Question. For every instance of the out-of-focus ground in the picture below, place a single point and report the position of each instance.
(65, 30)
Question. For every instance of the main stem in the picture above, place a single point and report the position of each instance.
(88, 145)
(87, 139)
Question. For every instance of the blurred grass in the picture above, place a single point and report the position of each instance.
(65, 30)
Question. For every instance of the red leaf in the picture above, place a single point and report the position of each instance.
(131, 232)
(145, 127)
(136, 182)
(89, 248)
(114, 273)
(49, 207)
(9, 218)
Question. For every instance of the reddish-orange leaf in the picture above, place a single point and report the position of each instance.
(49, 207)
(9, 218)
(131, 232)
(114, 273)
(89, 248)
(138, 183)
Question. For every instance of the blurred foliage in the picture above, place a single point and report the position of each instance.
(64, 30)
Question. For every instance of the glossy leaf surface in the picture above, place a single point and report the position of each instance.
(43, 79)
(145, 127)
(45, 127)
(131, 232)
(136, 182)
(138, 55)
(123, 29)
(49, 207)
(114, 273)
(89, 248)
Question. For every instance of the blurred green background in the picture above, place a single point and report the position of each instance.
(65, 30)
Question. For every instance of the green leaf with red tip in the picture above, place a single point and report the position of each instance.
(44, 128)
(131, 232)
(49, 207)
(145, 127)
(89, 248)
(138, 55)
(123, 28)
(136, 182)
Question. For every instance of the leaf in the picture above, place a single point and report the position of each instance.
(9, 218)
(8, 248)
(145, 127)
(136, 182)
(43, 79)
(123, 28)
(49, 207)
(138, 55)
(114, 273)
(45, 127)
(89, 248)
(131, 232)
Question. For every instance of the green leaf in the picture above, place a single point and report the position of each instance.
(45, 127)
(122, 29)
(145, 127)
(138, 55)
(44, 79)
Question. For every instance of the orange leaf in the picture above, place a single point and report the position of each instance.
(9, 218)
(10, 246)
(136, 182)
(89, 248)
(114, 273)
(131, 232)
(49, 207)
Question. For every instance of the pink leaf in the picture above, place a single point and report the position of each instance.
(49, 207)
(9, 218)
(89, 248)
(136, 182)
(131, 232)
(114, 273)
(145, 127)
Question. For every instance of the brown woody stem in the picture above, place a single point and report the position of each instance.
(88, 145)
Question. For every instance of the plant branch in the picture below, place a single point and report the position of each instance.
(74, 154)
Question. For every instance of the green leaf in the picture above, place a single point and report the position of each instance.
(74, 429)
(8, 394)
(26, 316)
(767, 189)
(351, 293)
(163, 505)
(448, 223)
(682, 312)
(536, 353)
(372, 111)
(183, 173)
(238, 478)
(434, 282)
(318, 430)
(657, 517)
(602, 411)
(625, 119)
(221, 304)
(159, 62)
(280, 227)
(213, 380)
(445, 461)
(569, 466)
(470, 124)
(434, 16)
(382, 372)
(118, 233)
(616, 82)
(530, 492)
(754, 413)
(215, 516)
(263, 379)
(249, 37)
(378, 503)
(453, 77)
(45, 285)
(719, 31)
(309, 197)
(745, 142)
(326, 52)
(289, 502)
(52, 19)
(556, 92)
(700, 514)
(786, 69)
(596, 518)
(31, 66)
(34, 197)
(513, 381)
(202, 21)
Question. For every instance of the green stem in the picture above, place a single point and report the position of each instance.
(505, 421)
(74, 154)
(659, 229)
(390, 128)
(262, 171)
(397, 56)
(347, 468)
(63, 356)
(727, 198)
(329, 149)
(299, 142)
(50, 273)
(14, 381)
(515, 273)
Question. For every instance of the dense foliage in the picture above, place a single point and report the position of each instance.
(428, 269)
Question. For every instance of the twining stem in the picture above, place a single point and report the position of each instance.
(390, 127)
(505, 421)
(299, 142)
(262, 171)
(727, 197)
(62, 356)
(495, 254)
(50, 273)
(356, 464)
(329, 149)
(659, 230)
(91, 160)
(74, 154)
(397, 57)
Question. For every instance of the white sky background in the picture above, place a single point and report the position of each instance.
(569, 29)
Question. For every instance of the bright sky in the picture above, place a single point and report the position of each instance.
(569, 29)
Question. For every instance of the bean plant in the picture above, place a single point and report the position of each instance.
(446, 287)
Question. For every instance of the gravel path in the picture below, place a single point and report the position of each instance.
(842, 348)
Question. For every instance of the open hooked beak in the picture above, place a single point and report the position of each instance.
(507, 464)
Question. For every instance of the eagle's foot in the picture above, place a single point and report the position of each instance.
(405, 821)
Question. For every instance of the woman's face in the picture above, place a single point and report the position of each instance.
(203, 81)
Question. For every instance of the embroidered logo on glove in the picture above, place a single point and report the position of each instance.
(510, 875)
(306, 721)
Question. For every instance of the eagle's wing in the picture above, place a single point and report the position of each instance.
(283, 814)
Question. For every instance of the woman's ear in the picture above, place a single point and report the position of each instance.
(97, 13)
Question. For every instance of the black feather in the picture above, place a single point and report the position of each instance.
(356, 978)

━━━━━━━━━━

PROBLEM TO SOLVE
Reproduce all of the material above, swapping every occurrence of "report the position" for "give the location" and leaving everything else untouched.

WORKED ANSWER
Question. For every instance of the out-of-focus ground in the picture below, place a single point and give the location of each instance.
(65, 30)
Question. For every instance of the main stem in the picture above, place a single point and give the location of each instance.
(88, 145)
(87, 139)
Question. For every instance of the blurred grass in the picture above, place a single point and give the location of each instance.
(65, 30)
Question. For every instance of the red leaf in the picture above, place a single point and give the location of each instance.
(131, 232)
(145, 127)
(136, 182)
(89, 248)
(114, 273)
(49, 207)
(9, 218)
Question. For every instance of the reddish-orange leaf in the picture above, place a single point and give the location of each instance.
(49, 207)
(9, 218)
(131, 232)
(114, 273)
(89, 248)
(138, 183)
Question. For every instance of the blurred foliage in the picture above, place a single point and give the location of each instance.
(64, 30)
Question. For every instance of the glossy leaf surface in the picture above, place a single point and give the location of each instance.
(43, 79)
(145, 127)
(45, 127)
(131, 232)
(136, 182)
(138, 55)
(123, 29)
(49, 207)
(114, 273)
(89, 248)
Question. For every instance of the blurred green background in the picture above, place a single point and give the location of each instance.
(65, 30)
Question. For every instance of the green leaf with red tip in the picture above, place a single point and give the location of each instance.
(44, 128)
(131, 232)
(49, 207)
(145, 127)
(89, 248)
(138, 55)
(123, 28)
(136, 182)
Question. For every instance of the leaf in the picture above, place a single point and give the location of each instance.
(9, 218)
(8, 248)
(145, 127)
(136, 182)
(43, 79)
(123, 28)
(49, 207)
(138, 55)
(114, 273)
(45, 127)
(89, 248)
(131, 232)
Question. For every instance of the green leaf in the picture above, place a single point and give the location of each instance.
(45, 127)
(122, 29)
(145, 127)
(138, 55)
(44, 79)
Question. For every instance of the orange leaf in the picture above, place a single point and give the location of each instance.
(9, 218)
(10, 246)
(136, 182)
(89, 248)
(114, 273)
(131, 232)
(49, 207)
Question. For every instance of the pink leaf in the picture above, place a single point and give the location of each instance.
(49, 207)
(9, 218)
(89, 248)
(136, 182)
(131, 232)
(114, 273)
(145, 127)
Question. For every instance of the brown woody stem in the picture above, place a single point and give the location of each instance.
(88, 145)
Question. For every instance of the plant branch in the picture below, place a single point and give the location of each instance.
(74, 154)
Question. For every instance of the green leaf in the picture above, place a single point and give the location of each instance.
(74, 429)
(8, 394)
(26, 316)
(767, 189)
(351, 293)
(163, 505)
(448, 223)
(682, 312)
(536, 353)
(372, 111)
(183, 173)
(238, 478)
(434, 282)
(318, 430)
(657, 517)
(602, 411)
(625, 119)
(221, 304)
(159, 62)
(280, 227)
(213, 380)
(445, 461)
(569, 466)
(470, 124)
(434, 16)
(382, 372)
(118, 233)
(616, 82)
(530, 492)
(754, 413)
(215, 516)
(263, 379)
(249, 37)
(378, 503)
(453, 77)
(45, 285)
(719, 31)
(309, 197)
(745, 142)
(326, 52)
(289, 502)
(52, 19)
(556, 92)
(700, 514)
(786, 69)
(596, 518)
(31, 66)
(34, 197)
(513, 381)
(202, 21)
Question. For every instance of the green stem in the picture above, place a single point and give the location of each instance.
(505, 421)
(74, 154)
(659, 229)
(390, 128)
(262, 171)
(397, 56)
(347, 468)
(63, 356)
(727, 198)
(329, 149)
(299, 142)
(50, 273)
(14, 381)
(515, 273)
Question. For every instance of the dense foliage in the picture above, place a single point and give the location of each instance.
(428, 269)
Question. For every instance of the twining stem in the picture above, place a single point and give the location of each instance.
(390, 127)
(505, 421)
(299, 142)
(262, 171)
(727, 197)
(62, 356)
(495, 254)
(50, 273)
(356, 464)
(329, 149)
(659, 230)
(91, 160)
(74, 154)
(397, 57)
Question. For every instance of the white sky background in the picture above, place a single point and give the location of each instance.
(569, 29)
Question. For every instance of the bright sky in the picture above, place a single point and give the location of each instance.
(569, 29)
Question. For every instance of the bean plant in the picture above, place a single point and give the location of each instance.
(446, 287)
Question. For every instance of the gravel path in the picture below, place a single point and give the location of each instance.
(842, 348)
Question. For every instance of the open hooked beak in the picture above, place a single point and give the location of each instance.
(507, 464)
Question. For every instance of the eagle's foot in the picture above, place a single point and give the location of each instance.
(405, 821)
Question. For every instance of the woman's face in the picture above, place a single point and give the location of each instance.
(203, 81)
Question. For every instance of the embroidered logo on glove in the picture above, place a single point and give the location of each instance.
(510, 875)
(306, 721)
Question. For every instance of the eagle's wing in the picture above, place a single point and give the location of each instance.
(283, 814)
Question. For every instance of the woman's ear in the picture above, place a single point and give the location of each instance.
(97, 13)
Question. For every instance of the black feather in the picture above, place a single point and give the location of each instance.
(356, 978)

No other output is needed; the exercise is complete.